_Your instructions_
Convert every line of the data below into a Markdown table with the columns "Row" and "Line," numbering the rows in order and leaving out any blank lines.

— start Dataset entries —

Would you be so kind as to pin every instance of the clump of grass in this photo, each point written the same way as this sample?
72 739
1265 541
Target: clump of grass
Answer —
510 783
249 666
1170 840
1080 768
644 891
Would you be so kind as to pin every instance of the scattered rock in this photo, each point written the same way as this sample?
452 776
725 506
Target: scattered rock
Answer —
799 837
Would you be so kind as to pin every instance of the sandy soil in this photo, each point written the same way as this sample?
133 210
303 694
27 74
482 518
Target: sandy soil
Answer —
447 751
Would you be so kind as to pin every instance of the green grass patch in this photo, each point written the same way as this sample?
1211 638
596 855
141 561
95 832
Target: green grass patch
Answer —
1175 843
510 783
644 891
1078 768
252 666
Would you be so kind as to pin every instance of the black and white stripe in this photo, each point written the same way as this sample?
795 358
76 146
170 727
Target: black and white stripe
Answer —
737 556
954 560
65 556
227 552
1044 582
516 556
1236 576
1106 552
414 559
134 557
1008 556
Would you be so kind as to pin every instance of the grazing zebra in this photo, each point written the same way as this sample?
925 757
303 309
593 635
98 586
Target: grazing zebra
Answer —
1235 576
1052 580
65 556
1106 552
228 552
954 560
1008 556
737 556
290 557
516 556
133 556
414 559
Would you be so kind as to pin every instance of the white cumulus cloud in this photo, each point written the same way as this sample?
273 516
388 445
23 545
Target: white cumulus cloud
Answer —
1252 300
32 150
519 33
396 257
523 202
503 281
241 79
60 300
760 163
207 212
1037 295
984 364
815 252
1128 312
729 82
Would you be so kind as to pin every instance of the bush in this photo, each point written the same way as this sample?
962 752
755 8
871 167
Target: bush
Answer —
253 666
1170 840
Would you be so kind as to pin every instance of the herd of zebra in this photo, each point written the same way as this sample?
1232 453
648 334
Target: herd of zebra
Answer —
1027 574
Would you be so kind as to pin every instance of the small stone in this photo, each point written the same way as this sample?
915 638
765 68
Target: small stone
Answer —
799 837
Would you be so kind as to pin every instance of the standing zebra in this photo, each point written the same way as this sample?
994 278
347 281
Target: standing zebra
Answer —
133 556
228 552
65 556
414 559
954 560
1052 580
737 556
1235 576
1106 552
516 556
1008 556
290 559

— end Dataset entries —

_Result of this exercise_
| Row | Line |
|---|---|
| 1 | Would you be so kind as to pin every instance of the clump of grass in this photo, each point written the same way as this sample? |
| 2 | 72 739 |
| 3 | 1265 541 |
| 4 | Target: clump of grass |
| 5 | Answer — |
| 6 | 510 783 |
| 7 | 249 666 |
| 8 | 1170 840 |
| 9 | 1080 768 |
| 10 | 644 891 |
| 11 | Would you be so kind as to pin every instance of the scattered rock in this photo, each point written the same way as this sample? |
| 12 | 452 776 |
| 13 | 725 506 |
| 14 | Target: scattered rock |
| 15 | Answer — |
| 16 | 799 837 |
| 17 | Would you be so kind as to pin every instance of the sandy soil in this photo, each point written the same way as this sample? |
| 18 | 133 210 |
| 19 | 303 694 |
| 20 | 27 74 |
| 21 | 482 518 |
| 22 | Target: sandy soil |
| 23 | Answer — |
| 24 | 447 751 |
| 25 | Would you be so kind as to pin every instance of the green grass patch in this photo, each point written the same way as this sample? |
| 26 | 1211 638 |
| 27 | 596 855 |
| 28 | 141 561 |
| 29 | 95 832 |
| 30 | Target: green grass patch |
| 31 | Answer — |
| 32 | 1175 843 |
| 33 | 510 783 |
| 34 | 644 891 |
| 35 | 1078 768 |
| 36 | 252 666 |
| 37 | Would you be so kind as to pin every instance of the black and white stripe in this photo, each point written the same way as this sample? |
| 38 | 795 358 |
| 39 | 76 146 |
| 40 | 170 727 |
| 41 | Target: black and white stripe |
| 42 | Answer — |
| 43 | 737 556 |
| 44 | 954 560 |
| 45 | 65 556 |
| 46 | 227 552 |
| 47 | 1044 582 |
| 48 | 516 556 |
| 49 | 1236 576 |
| 50 | 1106 552 |
| 51 | 414 559 |
| 52 | 134 557 |
| 53 | 1008 556 |
| 54 | Would you be so kind as to pin every instance of the grazing zebra in this photo, each point written the same way as this sample? |
| 55 | 925 757 |
| 56 | 303 309 |
| 57 | 593 635 |
| 58 | 98 586 |
| 59 | Target: grazing zebra |
| 60 | Answer — |
| 61 | 1235 576 |
| 62 | 1052 580 |
| 63 | 65 556 |
| 64 | 1106 552 |
| 65 | 228 552 |
| 66 | 954 560 |
| 67 | 1008 556 |
| 68 | 737 556 |
| 69 | 290 557 |
| 70 | 516 556 |
| 71 | 133 556 |
| 72 | 414 559 |
| 73 | Would you be so kind as to pin every instance of the white cumulus cloud in this photo, each point written the same way as this sample? |
| 74 | 273 516 |
| 75 | 388 445 |
| 76 | 23 545 |
| 77 | Target: white cumulus cloud |
| 78 | Answer — |
| 79 | 1252 300 |
| 80 | 32 150 |
| 81 | 519 33 |
| 82 | 396 257 |
| 83 | 523 202 |
| 84 | 503 281 |
| 85 | 241 79 |
| 86 | 60 300 |
| 87 | 760 163 |
| 88 | 207 212 |
| 89 | 1037 295 |
| 90 | 984 364 |
| 91 | 815 252 |
| 92 | 1128 312 |
| 93 | 729 82 |
| 94 | Would you be so kind as to pin every instance of the bush in this photo, each point written the same way as this sample? |
| 95 | 962 752 |
| 96 | 755 8 |
| 97 | 871 167 |
| 98 | Target: bush |
| 99 | Answer — |
| 100 | 253 666 |
| 101 | 1170 840 |
| 102 | Would you be so kind as to pin every instance of the herd of zebra in this photo, each point written the same way as this sample? |
| 103 | 1232 453 |
| 104 | 648 334 |
| 105 | Target: herd of zebra |
| 106 | Answer — |
| 107 | 1027 574 |
| 108 | Would you be so kind as to pin every instance of the small stone in this photo, each point written the same way as this sample? |
| 109 | 915 638 |
| 110 | 765 68 |
| 111 | Target: small stone |
| 112 | Answer — |
| 113 | 799 837 |
| 114 | Would you be so kind as to pin every instance of the standing zebra in this photo, each point written the same way as this sample? |
| 115 | 994 278 |
| 116 | 347 281 |
| 117 | Target: standing zebra |
| 118 | Answer — |
| 119 | 133 556 |
| 120 | 228 552 |
| 121 | 65 556 |
| 122 | 414 559 |
| 123 | 954 560 |
| 124 | 1052 580 |
| 125 | 737 556 |
| 126 | 1235 576 |
| 127 | 1106 552 |
| 128 | 516 556 |
| 129 | 1008 556 |
| 130 | 290 559 |